• [What to produce] Everything in the listing except the pictures should be written out exactly.

Exercise material section start

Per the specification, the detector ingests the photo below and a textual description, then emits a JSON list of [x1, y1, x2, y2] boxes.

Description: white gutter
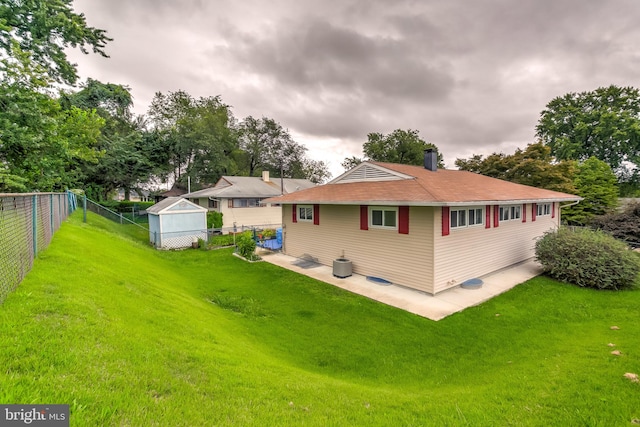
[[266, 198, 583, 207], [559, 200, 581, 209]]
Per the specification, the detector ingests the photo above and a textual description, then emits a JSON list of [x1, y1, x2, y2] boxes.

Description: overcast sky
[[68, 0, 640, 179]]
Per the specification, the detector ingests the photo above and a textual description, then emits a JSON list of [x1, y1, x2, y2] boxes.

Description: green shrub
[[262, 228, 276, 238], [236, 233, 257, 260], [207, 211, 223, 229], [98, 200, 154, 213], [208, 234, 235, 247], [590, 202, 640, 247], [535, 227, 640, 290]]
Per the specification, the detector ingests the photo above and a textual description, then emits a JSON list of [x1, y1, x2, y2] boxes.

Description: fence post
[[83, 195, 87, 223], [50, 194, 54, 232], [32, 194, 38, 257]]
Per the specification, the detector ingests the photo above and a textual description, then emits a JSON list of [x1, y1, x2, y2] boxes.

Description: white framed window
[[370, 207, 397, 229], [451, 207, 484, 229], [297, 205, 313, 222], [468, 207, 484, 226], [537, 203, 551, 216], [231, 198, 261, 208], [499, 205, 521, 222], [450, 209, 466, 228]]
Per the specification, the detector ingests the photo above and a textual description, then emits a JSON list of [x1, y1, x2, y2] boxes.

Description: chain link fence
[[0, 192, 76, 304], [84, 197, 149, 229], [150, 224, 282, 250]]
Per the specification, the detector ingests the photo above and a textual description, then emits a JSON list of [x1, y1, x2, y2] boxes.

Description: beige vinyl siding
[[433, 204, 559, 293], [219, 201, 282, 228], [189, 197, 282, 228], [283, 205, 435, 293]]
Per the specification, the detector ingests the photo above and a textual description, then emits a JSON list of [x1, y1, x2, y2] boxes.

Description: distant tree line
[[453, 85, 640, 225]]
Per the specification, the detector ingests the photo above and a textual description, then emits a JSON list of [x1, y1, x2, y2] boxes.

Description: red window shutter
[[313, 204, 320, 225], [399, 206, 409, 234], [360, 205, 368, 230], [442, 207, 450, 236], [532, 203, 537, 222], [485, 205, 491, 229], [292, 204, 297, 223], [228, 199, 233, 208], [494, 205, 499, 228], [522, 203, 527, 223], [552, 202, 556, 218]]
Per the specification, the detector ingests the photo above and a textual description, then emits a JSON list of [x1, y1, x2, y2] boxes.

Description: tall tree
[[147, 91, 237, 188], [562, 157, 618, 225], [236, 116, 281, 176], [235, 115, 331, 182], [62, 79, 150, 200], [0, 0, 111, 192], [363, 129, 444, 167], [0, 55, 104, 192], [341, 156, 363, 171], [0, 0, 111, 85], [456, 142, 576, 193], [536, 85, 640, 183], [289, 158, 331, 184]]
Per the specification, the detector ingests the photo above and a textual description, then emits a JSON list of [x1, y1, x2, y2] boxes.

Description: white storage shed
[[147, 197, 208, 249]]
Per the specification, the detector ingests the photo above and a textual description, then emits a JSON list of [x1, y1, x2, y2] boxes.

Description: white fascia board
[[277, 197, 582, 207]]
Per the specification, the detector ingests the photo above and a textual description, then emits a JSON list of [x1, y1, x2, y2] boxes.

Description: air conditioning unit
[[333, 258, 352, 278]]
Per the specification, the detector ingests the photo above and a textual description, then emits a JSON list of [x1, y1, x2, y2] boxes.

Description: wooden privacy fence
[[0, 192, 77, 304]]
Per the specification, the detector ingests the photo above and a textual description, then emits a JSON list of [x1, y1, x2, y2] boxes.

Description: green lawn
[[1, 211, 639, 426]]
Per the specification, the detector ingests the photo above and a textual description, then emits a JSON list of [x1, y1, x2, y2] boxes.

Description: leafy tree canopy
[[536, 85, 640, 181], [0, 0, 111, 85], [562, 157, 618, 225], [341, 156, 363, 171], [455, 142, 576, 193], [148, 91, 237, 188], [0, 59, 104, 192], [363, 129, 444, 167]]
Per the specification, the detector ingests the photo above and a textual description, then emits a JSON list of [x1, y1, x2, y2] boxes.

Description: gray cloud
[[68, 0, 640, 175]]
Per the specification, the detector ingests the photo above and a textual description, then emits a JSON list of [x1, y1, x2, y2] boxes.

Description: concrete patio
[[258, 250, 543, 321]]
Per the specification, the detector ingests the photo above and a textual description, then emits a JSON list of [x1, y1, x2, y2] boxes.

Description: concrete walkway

Exercise material section end

• [Answer to this task]
Per the specification, the detector ingests the photo below and a textual description, then emits a JSON list of [x1, y1, x2, y2] boxes.

Description: white gutter
[[266, 198, 583, 207], [559, 200, 581, 209]]
Per the specification, the detector ingests the photo above and a textual description, then emits a JSON list of [x1, y1, x2, y2] boxes.

Description: overcast sky
[[68, 0, 640, 179]]
Per the specification, the detector ingests the photo above and a textual description, then emits a JSON list of [x1, y1, x2, y2] boxes.

Description: green shrub
[[262, 228, 276, 238], [236, 233, 257, 260], [207, 211, 223, 229], [98, 200, 154, 213], [208, 234, 235, 247], [590, 202, 640, 247], [535, 227, 640, 290]]
Per the specification, the detector ingests the photo above and a textual description, then emits a JSON list of [x1, y1, x2, y2] boxes.

Description: fence post
[[83, 195, 87, 223], [50, 194, 54, 232], [32, 194, 38, 257]]
Per the specification, the detector ingests the photo above and a textual description, then emits a JSON list of [x1, y1, x2, y2] boxes.

Description: white framed window
[[370, 207, 397, 229], [451, 207, 484, 229], [297, 205, 313, 222], [468, 207, 484, 226], [537, 203, 551, 216], [231, 198, 261, 208], [499, 205, 521, 222], [450, 209, 466, 228]]
Per the specification, the detector ingests the photo above and a textual description, then emits a JSON list of [x1, y1, x2, y2] boxes.

Description: chain link fence
[[0, 192, 76, 304], [84, 197, 149, 229], [150, 224, 282, 250]]
Per the specification, the detector ingests the photo above and a textual description, then emits a JSON list of [x1, y1, x2, y2] boxes.

Description: beige vinyl siding
[[433, 204, 559, 293], [219, 201, 282, 228], [189, 197, 282, 228], [283, 205, 435, 293]]
Per the specification, the detector ingests the photo above and a textual description, then emits a JSON list of [x1, y1, x2, y2] boxes.

Description: distant tree line
[[453, 85, 640, 225]]
Per the specification, the detector ingests the photo above and a textual description, then emits a JSON list of [x1, y1, x2, y2] boxes.

Description: red window shutter
[[313, 204, 320, 225], [399, 206, 409, 234], [360, 205, 368, 230], [442, 207, 450, 236], [532, 203, 537, 222], [485, 205, 491, 229], [292, 204, 297, 223], [228, 199, 233, 208], [494, 205, 499, 228], [522, 203, 527, 223], [552, 202, 556, 218]]
Per the specification, the detector ingests the photo above and a textual description, then emits a JSON list of [x1, y1, x2, y2] boxes.

Description: tall tree
[[147, 91, 237, 188], [562, 157, 618, 225], [236, 116, 281, 176], [235, 115, 331, 182], [62, 79, 150, 200], [0, 0, 111, 192], [363, 129, 444, 167], [0, 55, 104, 192], [341, 156, 363, 171], [0, 0, 111, 85], [456, 142, 576, 193], [536, 85, 640, 183], [289, 158, 331, 184]]
Per the specification, the detector ingests the photo above and a textual description, then emits a JSON list of [x1, y1, x2, y2] boxes.

Description: white storage shed
[[147, 197, 208, 249]]
Per the specification, the detector ingests the photo above and a textual description, then emits a JSON list of [x1, y1, x2, y2] boxes.

Description: white fascia board
[[277, 197, 582, 207]]
Per the specification, the detector ingests the photo above and a textual description, then emits a JSON list of [x1, y1, x2, y2] boxes.

Description: air conditioning unit
[[333, 258, 352, 278]]
Per the specification, the detector ingests the photo above and a textual description, then emits a JSON list of [x1, y1, x2, y2] boxes.

Description: wooden privacy fence
[[0, 192, 77, 304]]
Per the specification, the detector ingests the photo above and a textual description, then emits a JSON list of [x1, y1, x2, y2] boxes.

Description: green lawn
[[1, 211, 639, 426]]
Per the specification, the detector ingests the photo above and a textual description, then emits a JSON list of [x1, y1, x2, y2] boxes.

Description: leafy tree canopy
[[536, 85, 640, 181], [0, 0, 111, 85], [562, 157, 618, 225], [341, 156, 363, 171], [455, 142, 576, 193], [148, 91, 237, 188], [0, 59, 104, 192], [363, 129, 444, 167]]
Per the specification, the detector ingests the photo above and a textual description, then emits a JSON list of [x1, y1, x2, y2] boxes.

Description: gray cloud
[[68, 0, 640, 175]]
Per the specification, the detector ingests the photo above and a textual description, then emits a JSON list of [x1, y1, x2, y2] boxes.

Description: concrete patio
[[258, 250, 543, 321]]
Per the specification, the detector ingests the photo above and a textual description, then emits a JSON list of [x1, y1, x2, y2] boxes.

Description: concrete walkway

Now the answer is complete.